— begin EXCERPT TO READ —

Interview: David Attenborough

The broadcaster tells Benji Wilson why even after 55 years of making nature series there’s still more he plans to achieve.

David Attenborough with a mission golden-eyed tree frog
David Attenborough with a mission golden-eyed tree frog Credit: Photo: BBC

A new digital channel launches on January 26 dedicated to programmes about the natural world. It’s called Eden, but "Attenborough” would have done just as well: not only do Sir David Attenborough’s natural history series provide many of the highlights of Eden’s schedule, but if ever one man defines an entire genre of programming, it’s Attenborough.

“I’m prejudiced,” he says, “but these are the sort of programmes that you can watch over and over again. And when you think that over half the world’s population is now regarded as urbanised, there are people who have never seen wild things. The paradox is that through television they can be better informed about the natural world than ever before.”

Much of that television has been made by Attenborough, 82, who has been presenting ever since Zoo Quest in 1954. “On Zoo Quest I started off actually catching animals [for zoos]. That’s quite extraordinary looking back on it. But zoos were like that 50 years ago. If you had an interesting animal and it died, you went out and caught another one.”

Technological advances, he says, have improved nature series immeasurably (he calls Zoo Quest “terrible”) but they have also raised viewers’ expectations.

“Before it was just me and a cameraman,” he says. “Now you’ve got the guy who’s a specialist on slo-mo or night cameras, and then we’ve got to have endoscopes, so we better have a jib arm… I’ve gone on shoots where there have been 40 bags of gear.”

Those kinds of logistics and expertise cost money – around £10 m in the case of 2006’s Planet Earth. With broadcasters at the mercy of the credit crunch where does that leave Attenborough’s brand of event programming?

— end EXCERPT TO READ —

Carry on the David Attenborough interview above, writing on from its closing question about event programming. These records come from a different source than the interview.

— begin ENTRIES SUPPLIED —

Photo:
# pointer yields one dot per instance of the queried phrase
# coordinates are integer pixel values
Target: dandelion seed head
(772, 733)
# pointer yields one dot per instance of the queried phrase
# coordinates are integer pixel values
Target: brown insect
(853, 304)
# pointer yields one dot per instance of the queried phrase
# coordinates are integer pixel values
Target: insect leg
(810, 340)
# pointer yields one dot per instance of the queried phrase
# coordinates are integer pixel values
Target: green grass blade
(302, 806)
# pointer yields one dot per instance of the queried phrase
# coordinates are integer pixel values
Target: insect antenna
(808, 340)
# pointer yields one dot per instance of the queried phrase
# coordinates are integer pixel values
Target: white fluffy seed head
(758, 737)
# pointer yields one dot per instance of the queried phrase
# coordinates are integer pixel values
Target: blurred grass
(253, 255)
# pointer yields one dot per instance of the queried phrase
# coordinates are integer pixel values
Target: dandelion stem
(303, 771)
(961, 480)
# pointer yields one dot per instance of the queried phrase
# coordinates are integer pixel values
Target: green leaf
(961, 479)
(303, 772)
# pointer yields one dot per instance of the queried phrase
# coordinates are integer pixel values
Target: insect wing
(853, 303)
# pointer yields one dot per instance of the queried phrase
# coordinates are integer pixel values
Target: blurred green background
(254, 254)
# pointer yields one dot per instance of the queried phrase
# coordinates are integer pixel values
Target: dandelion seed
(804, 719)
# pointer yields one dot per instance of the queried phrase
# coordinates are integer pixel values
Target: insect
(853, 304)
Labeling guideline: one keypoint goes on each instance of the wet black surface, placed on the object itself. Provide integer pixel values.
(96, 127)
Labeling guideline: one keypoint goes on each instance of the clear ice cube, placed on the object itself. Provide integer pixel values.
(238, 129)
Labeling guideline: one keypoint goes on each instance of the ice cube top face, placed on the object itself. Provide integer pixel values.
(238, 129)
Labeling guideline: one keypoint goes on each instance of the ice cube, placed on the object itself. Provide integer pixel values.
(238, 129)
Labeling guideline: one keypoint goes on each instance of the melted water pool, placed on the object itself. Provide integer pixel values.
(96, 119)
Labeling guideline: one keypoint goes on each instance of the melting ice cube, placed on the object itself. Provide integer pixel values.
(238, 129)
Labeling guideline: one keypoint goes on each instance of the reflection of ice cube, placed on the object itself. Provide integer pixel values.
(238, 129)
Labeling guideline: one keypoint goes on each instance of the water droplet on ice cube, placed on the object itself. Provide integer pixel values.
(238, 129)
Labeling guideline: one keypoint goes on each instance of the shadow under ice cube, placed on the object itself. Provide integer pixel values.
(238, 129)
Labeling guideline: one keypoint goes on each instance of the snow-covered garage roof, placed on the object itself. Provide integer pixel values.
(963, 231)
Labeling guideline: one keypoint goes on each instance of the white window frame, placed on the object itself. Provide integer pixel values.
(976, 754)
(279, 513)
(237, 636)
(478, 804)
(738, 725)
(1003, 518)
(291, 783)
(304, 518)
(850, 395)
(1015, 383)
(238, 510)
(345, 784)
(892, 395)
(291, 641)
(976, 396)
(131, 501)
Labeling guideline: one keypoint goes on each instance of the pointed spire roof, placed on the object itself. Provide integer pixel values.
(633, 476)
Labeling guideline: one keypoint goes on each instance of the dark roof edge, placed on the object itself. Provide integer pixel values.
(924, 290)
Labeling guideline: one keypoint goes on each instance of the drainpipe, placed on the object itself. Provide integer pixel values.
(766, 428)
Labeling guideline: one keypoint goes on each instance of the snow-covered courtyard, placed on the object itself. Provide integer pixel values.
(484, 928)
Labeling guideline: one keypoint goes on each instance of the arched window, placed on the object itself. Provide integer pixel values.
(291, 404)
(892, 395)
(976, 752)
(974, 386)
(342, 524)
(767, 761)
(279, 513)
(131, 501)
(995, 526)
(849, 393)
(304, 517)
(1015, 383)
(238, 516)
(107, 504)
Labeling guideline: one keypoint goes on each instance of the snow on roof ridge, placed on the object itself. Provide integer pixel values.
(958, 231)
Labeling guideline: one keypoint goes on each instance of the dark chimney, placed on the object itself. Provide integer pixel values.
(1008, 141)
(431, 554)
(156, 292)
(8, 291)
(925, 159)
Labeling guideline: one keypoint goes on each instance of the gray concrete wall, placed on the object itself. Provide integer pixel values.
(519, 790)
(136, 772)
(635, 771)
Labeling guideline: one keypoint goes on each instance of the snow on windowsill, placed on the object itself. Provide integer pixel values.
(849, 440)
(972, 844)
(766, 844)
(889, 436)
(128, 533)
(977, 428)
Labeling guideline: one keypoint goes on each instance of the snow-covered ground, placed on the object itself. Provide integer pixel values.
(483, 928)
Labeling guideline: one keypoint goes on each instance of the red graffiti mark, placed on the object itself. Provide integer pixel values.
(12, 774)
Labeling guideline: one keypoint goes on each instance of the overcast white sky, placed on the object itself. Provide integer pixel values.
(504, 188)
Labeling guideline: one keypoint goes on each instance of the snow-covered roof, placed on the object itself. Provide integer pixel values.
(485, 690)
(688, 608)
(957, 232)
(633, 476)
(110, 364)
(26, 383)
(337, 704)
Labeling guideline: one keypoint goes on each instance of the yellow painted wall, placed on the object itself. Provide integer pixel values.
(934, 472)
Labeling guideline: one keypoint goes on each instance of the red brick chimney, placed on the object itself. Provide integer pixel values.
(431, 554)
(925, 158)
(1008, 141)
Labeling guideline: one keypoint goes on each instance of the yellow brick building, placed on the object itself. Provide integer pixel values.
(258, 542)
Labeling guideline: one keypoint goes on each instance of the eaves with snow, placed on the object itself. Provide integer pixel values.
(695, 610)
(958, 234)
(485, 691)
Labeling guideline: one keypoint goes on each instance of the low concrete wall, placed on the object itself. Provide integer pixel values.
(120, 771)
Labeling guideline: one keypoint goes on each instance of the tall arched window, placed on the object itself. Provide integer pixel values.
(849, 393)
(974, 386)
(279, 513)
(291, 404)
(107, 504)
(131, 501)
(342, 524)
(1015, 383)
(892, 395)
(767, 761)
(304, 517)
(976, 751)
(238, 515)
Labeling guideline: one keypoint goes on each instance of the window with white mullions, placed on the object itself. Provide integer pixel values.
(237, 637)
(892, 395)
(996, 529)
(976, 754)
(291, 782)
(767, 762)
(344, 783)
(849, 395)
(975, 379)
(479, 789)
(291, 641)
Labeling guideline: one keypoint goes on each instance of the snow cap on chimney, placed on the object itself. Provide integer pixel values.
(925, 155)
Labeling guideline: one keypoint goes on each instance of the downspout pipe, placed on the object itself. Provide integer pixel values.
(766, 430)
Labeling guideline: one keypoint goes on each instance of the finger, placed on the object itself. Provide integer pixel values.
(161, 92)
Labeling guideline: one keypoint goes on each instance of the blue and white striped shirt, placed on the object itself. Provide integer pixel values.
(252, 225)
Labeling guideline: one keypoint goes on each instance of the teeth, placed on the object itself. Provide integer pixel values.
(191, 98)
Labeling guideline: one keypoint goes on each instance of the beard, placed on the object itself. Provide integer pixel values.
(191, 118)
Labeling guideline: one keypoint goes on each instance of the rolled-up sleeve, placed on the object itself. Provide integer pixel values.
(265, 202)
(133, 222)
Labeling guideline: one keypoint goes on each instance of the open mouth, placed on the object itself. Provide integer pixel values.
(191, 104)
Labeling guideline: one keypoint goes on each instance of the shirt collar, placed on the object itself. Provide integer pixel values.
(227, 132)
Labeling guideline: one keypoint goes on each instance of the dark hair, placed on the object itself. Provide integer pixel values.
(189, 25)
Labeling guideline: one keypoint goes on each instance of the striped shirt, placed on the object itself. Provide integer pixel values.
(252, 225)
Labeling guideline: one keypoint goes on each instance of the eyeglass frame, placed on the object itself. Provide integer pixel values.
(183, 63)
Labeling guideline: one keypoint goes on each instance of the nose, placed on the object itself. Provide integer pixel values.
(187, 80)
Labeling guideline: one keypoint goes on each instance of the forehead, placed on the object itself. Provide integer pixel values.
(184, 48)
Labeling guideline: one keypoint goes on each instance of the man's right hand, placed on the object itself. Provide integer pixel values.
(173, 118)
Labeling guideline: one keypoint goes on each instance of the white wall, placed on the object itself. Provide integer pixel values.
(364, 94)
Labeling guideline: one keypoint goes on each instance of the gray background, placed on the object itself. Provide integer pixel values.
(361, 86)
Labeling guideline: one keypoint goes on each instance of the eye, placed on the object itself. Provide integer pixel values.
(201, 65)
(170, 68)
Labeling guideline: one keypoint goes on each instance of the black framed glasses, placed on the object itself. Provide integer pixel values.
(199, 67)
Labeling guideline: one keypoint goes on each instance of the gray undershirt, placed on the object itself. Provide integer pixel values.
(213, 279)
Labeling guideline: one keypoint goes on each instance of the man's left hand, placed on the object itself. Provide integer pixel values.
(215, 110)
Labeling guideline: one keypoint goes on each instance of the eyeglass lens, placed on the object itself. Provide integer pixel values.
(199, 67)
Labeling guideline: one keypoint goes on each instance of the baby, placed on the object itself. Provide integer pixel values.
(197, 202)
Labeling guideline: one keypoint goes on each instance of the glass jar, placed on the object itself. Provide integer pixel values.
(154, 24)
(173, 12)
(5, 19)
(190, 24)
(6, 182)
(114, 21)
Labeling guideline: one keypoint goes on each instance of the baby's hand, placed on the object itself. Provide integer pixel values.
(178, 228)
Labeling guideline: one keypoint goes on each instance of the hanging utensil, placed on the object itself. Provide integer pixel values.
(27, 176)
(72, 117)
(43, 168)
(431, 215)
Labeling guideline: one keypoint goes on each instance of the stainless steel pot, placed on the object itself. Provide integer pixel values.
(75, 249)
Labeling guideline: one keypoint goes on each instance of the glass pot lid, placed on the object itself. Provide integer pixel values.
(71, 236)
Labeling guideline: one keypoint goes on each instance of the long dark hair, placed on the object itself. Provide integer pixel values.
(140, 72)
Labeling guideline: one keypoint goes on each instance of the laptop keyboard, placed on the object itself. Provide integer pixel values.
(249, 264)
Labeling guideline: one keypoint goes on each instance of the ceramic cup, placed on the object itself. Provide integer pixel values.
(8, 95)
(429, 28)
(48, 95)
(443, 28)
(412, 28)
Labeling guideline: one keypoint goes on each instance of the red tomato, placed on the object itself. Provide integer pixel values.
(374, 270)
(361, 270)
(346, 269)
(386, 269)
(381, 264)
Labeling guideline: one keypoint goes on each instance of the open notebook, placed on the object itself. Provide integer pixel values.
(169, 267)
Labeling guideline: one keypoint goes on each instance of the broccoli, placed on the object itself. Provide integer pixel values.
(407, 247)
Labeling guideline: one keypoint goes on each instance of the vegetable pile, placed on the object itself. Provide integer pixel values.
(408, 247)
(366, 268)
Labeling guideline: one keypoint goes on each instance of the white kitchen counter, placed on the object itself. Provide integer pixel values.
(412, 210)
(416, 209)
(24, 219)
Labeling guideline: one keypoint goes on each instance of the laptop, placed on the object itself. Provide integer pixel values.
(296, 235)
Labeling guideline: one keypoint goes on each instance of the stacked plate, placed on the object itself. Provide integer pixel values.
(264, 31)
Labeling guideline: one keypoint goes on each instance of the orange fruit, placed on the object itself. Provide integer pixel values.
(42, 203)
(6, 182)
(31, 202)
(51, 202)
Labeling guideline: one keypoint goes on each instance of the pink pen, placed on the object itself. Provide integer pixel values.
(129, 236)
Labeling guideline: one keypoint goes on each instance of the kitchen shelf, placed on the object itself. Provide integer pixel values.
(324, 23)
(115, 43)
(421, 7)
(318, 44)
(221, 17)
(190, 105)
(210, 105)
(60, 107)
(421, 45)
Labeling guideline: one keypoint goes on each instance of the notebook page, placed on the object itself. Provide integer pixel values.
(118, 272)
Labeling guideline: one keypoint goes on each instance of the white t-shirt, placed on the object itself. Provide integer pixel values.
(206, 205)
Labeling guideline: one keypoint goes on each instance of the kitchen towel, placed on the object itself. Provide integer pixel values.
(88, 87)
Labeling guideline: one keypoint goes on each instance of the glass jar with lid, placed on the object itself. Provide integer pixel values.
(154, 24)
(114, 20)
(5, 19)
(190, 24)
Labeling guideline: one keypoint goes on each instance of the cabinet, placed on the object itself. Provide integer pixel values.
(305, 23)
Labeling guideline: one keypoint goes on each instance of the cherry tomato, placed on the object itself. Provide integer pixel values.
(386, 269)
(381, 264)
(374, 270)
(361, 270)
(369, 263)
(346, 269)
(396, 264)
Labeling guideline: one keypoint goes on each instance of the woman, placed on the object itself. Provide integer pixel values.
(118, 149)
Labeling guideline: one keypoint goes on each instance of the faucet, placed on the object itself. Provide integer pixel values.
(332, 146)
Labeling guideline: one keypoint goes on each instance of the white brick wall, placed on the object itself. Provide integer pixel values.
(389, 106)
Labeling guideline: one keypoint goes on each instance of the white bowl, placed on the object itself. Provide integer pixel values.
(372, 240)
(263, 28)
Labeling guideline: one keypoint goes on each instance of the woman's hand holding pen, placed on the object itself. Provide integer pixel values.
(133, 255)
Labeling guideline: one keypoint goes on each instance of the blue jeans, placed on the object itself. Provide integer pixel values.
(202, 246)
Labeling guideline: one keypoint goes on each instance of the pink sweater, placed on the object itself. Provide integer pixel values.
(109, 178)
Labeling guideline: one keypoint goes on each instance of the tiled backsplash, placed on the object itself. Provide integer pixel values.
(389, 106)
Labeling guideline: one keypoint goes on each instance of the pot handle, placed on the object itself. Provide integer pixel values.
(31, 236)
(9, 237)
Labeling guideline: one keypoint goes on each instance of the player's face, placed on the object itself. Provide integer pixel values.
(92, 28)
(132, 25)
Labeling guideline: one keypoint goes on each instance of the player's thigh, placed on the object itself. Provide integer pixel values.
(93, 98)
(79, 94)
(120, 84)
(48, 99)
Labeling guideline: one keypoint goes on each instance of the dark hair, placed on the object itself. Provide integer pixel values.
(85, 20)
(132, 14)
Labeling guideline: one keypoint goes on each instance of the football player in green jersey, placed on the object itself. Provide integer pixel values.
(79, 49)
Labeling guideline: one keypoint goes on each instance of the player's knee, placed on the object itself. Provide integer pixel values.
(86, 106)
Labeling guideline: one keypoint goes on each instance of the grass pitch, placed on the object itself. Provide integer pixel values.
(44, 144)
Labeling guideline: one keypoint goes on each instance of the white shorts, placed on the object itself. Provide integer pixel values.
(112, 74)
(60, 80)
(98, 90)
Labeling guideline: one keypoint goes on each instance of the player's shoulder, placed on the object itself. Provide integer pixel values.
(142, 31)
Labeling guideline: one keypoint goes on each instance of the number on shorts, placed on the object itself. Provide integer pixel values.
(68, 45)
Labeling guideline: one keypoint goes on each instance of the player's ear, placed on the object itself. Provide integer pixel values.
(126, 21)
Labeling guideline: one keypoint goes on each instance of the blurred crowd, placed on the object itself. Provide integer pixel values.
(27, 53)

— end ENTRIES SUPPLIED —

RESPONSE =>
“You have to think about the cost per viewer. You may only have a quarter of the audience because of [a multiplicity of digital channels] and so on. But the programme’s still costing the same: who’s going to pay for that? If you lose the big players, if you lose BBC1, you will lose budget.” That, he says, can only diminish the quality of the programmes. “The result is the film is not as good.”

Planet Earth is often held up as an example of what the BBC is supposed to be about. Attenborough, who has been with the Corporation for more than half a century, including stints as Controller of BBC2 and Director of Programmes, is one of its staunchest supporters.

“There isn’t another organisation that could make Planet Earth,” he says. “There are two ways of determining what programme you’re going to make. One: get the maximum audience and therefore charge the maximum amount for advertising. But there’s another system that says we have a responsibility to explore the full spectrum of programming. That makes you say, ‘Why don’t we try a 13-part series on the history of life?’ You don’t necessarily do it because you think it’s going to make a lot of money or get a big audience. But it ought to be done. That’s public service broadcasting.”

His next documentary for BBC1, Charles Darwin and the Tree of Life, transmitting on February 1, will look at one of the overarching themes of his career: evolution. Darwin showed how all life is related. Attenborough feels that people need reminding that his discoveries aren’t just a matter of opinion.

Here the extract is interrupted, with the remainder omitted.